» **Excerpt**

Reputation: 23
I am trying to extract raw text from a PDF file. Already I found PoDoFo library, which seems to be able make this job.
Based on this answer there is what I did for now:
#include <iostream>
#include <string>
#include <podofo/podofo.h>
//using namespace PoDoFo;
int main( int argc, char* argv[] )
{
PoDoFo::PdfMemDocument pdf("inputpdftest.pdf");
for (int pn = 0; pn < pdf.GetPageCount(); ++pn)
{
std::cout << "Page: " << pn << std::endl;
PoDoFo::PdfPage* page = pdf.GetPage(pn);
PoDoFo::PdfContentsTokenizer tok(page);
const char* token = NULL;
PoDoFo::PdfVariant var;
PoDoFo::EPdfContentsType type;
while (tok.ReadNext(type, token, var))
{
if (type == PoDoFo::ePdfContentsType_Keyword)
{
// process type, token & var
if (var.IsArray())
{
PoDoFo::PdfArray& a = var.GetArray();
for (size_t i = 0; i < a.GetSize(); i++)
{
if (a[i].IsString())
{
std::string str = a[i].GetString().GetStringUtf8();
std::cout << str << " ";
}
}
}
}
}
}
return 0;
}
Output is already exactly the same as opening PDF using Notepad, just some trash like:
( : ˝ ˝ - H - ( : ˝ ˇ ; 7 < ˝ ˙ ˝ ) ˆ + 0 ( : ˝ % ˆ % ˘ ˚ : ˇ ( 7 < ˝ ˙ ˝ ) ( - ˝ % ' ˝ ) - 0 ˝ ˜ % / ˚ ( ˙ ˚ : ˇ ( 7 < ˝ ˙ ˝ ) ( - ˝ % ' ˝ ) - 0 ˝ ˜ % / ˚ ( ˙ ˚ : ˇ ˆ 7 < ˝ ˙ ˝ )
It's obvious, because I did not managed to convert this informations to normal text, what I am asking how to do it?
So, as You can see I have to process data of PDF using GetString
function. Now I am going through each token, checking if is array (and contains PDF commands like TJ
etc.), then using on such element GetString
. In mentioned by me answer there is nothing said about how I can handle this further.
From documentation Returns the strings contents
it is an array and I should iterate over it?
Input PDF is NOT a scanned picture, or image. In given file there would be always some text, which is possible to higlight, and copy it manually, or search for a word.
I sincerely ask for answer how can I get text from such data.
Upvotes: 2
Views: 2124
Reputation: 100718
The problem is the comment
// process type, token & var
Was intended to be replaced with code that actually does a bit of processing.
The code inside the if (var.IsArray())
test should only be executed if you've determined that the current command is TJ
. You still need to process a number of text commands.
For a better example, look at the source of the podofotextextract tool in the podofo source: https://svn.code.sf.net/p/podofo/code/podofo/trunk/tools/podofotxtextract
Upvotes: 1

» **Given request 1**
Decide whether each statement agrees with the forum thread on extracting PDF text with PoDoFo, answering yes or no and quoting the words of the thread that settle it: (a) The input PDF is a scanned image. (b) The program's output matches what appears when the PDF is opened in Notepad. (c) The reply says the code inside the if (var.IsArray()) test should run only after the current command is found to be TJ.

(Stored data)
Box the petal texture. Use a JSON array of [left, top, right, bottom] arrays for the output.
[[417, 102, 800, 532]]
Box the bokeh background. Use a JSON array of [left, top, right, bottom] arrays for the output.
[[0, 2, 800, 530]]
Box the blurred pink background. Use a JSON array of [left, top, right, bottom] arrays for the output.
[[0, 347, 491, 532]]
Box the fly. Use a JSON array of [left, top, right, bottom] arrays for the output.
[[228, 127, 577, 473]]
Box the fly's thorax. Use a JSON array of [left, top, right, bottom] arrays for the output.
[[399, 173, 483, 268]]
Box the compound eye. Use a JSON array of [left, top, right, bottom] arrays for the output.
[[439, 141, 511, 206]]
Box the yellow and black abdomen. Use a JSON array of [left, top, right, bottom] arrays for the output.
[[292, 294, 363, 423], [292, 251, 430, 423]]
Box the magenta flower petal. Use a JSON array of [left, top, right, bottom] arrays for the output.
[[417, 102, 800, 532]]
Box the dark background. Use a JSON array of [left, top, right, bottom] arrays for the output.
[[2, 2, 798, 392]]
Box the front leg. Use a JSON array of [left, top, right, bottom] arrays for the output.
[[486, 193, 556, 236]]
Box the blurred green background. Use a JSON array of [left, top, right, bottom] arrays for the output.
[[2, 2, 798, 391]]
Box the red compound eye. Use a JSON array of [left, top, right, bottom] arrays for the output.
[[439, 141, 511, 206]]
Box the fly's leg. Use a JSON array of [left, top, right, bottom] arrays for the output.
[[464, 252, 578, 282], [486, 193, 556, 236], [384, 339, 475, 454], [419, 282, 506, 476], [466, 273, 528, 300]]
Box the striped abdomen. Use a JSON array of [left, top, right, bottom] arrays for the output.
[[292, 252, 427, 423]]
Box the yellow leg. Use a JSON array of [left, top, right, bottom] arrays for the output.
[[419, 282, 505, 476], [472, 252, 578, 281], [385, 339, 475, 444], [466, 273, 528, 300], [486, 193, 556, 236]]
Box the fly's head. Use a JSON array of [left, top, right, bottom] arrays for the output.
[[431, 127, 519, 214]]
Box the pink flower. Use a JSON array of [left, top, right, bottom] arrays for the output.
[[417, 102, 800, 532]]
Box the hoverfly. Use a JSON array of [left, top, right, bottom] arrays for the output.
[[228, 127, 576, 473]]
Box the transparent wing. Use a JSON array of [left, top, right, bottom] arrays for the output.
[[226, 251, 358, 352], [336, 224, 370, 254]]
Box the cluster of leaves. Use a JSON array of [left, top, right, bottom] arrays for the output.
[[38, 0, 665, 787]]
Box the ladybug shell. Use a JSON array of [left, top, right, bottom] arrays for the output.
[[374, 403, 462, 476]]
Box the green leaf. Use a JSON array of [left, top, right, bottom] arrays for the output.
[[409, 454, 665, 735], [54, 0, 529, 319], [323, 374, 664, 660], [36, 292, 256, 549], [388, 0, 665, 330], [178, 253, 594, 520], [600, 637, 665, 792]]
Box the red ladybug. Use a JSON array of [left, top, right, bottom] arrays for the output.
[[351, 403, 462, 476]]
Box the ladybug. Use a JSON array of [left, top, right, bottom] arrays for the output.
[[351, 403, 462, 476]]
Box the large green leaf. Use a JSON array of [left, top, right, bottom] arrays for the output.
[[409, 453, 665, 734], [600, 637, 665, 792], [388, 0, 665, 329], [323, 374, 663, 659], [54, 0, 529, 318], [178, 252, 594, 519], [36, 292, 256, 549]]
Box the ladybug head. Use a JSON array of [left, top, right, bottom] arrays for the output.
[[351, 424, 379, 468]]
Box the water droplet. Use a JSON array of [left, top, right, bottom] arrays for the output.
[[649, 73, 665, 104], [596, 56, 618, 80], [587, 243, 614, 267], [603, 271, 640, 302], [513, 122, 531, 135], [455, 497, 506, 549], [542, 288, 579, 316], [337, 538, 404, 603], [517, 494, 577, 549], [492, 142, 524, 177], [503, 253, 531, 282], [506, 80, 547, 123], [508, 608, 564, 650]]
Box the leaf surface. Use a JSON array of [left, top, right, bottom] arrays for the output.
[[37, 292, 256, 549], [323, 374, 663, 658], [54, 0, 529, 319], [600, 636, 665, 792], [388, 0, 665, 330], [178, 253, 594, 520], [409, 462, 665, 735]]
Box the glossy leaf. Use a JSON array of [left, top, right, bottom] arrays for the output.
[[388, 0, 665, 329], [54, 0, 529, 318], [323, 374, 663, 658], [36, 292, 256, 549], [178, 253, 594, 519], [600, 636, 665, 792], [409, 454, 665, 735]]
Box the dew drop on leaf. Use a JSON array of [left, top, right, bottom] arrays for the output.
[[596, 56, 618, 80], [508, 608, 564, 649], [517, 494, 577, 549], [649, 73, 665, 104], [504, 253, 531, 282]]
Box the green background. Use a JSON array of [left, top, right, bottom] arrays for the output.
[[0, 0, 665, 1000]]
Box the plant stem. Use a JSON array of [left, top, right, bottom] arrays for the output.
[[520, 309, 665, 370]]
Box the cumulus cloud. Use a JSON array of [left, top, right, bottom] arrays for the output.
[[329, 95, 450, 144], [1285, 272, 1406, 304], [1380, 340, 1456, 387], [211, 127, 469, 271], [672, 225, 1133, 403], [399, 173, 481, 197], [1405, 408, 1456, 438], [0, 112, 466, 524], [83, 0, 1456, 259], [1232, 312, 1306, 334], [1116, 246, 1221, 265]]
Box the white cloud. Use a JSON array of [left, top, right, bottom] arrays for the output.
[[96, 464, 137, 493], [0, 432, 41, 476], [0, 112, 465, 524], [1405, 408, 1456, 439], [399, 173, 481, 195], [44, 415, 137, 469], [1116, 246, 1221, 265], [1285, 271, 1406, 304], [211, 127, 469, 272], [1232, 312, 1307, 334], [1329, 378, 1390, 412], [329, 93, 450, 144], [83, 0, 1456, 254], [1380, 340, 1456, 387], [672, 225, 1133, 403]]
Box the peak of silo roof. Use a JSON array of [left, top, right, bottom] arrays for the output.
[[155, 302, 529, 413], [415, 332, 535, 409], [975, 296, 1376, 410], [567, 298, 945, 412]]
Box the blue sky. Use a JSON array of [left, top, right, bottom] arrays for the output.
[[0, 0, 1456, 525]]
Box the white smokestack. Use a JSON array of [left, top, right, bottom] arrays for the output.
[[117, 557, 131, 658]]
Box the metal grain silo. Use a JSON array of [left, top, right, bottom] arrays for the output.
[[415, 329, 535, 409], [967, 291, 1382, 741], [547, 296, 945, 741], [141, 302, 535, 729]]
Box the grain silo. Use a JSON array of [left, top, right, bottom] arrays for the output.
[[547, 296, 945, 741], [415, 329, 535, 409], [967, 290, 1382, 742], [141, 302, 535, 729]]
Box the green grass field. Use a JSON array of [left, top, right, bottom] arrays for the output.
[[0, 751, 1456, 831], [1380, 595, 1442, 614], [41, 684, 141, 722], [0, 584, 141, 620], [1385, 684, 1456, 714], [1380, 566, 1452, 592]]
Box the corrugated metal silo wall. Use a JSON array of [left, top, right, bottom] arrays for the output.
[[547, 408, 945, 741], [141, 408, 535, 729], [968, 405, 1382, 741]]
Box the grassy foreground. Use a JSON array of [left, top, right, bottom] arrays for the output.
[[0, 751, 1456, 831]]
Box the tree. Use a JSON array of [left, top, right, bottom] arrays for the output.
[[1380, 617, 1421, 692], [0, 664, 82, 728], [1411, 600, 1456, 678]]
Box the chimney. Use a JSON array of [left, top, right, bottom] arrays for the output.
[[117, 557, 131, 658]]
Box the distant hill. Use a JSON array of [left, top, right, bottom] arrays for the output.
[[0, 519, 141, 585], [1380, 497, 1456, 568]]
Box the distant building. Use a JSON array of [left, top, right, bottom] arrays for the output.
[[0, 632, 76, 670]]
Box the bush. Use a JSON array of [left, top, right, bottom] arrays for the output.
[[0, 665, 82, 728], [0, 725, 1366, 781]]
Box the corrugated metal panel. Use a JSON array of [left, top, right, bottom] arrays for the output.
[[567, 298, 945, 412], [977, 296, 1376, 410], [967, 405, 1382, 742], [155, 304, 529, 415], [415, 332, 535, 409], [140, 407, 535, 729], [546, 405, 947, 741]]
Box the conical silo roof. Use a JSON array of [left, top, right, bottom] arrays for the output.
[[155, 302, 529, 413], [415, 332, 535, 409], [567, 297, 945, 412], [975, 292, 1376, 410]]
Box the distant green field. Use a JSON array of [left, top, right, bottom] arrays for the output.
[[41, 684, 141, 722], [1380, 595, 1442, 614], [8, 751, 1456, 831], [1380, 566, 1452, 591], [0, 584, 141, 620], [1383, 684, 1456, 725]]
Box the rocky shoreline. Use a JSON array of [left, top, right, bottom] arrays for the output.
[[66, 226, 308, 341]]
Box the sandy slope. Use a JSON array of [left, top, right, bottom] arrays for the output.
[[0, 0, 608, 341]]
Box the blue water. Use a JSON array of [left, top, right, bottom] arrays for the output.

» **Given request 2**
Offset the records between the line holding "Box the bokeh" and the line holding "[[399, 173, 483, 268]]", inclusive. Rewrite only those lines, keeping each instruction line unchanged and adding 62 to every box coordinate in the answers.

» **Expected answer 1**
(a) No: "Input PDF is NOT a scanned picture, or image."
(b) Yes: "Output is already exactly the same as opening PDF using Notepad"
(c) Yes: "should only be executed if you've determined that the current command is TJ"

» **Expected answer 2**
Box the bokeh background. Use a JSON array of [left, top, right, bottom] arrays for the output.
[[62, 64, 862, 592]]
Box the blurred pink background. Use a JSON array of [left, top, right, bottom] arrays for the output.
[[62, 409, 553, 594]]
Box the fly. Use a JSON array of [left, top, right, bottom] arrays for the output.
[[290, 189, 639, 535]]
Box the fly's thorax. Use a JSON array of [left, top, right, bottom] arrays for the output.
[[461, 235, 545, 330]]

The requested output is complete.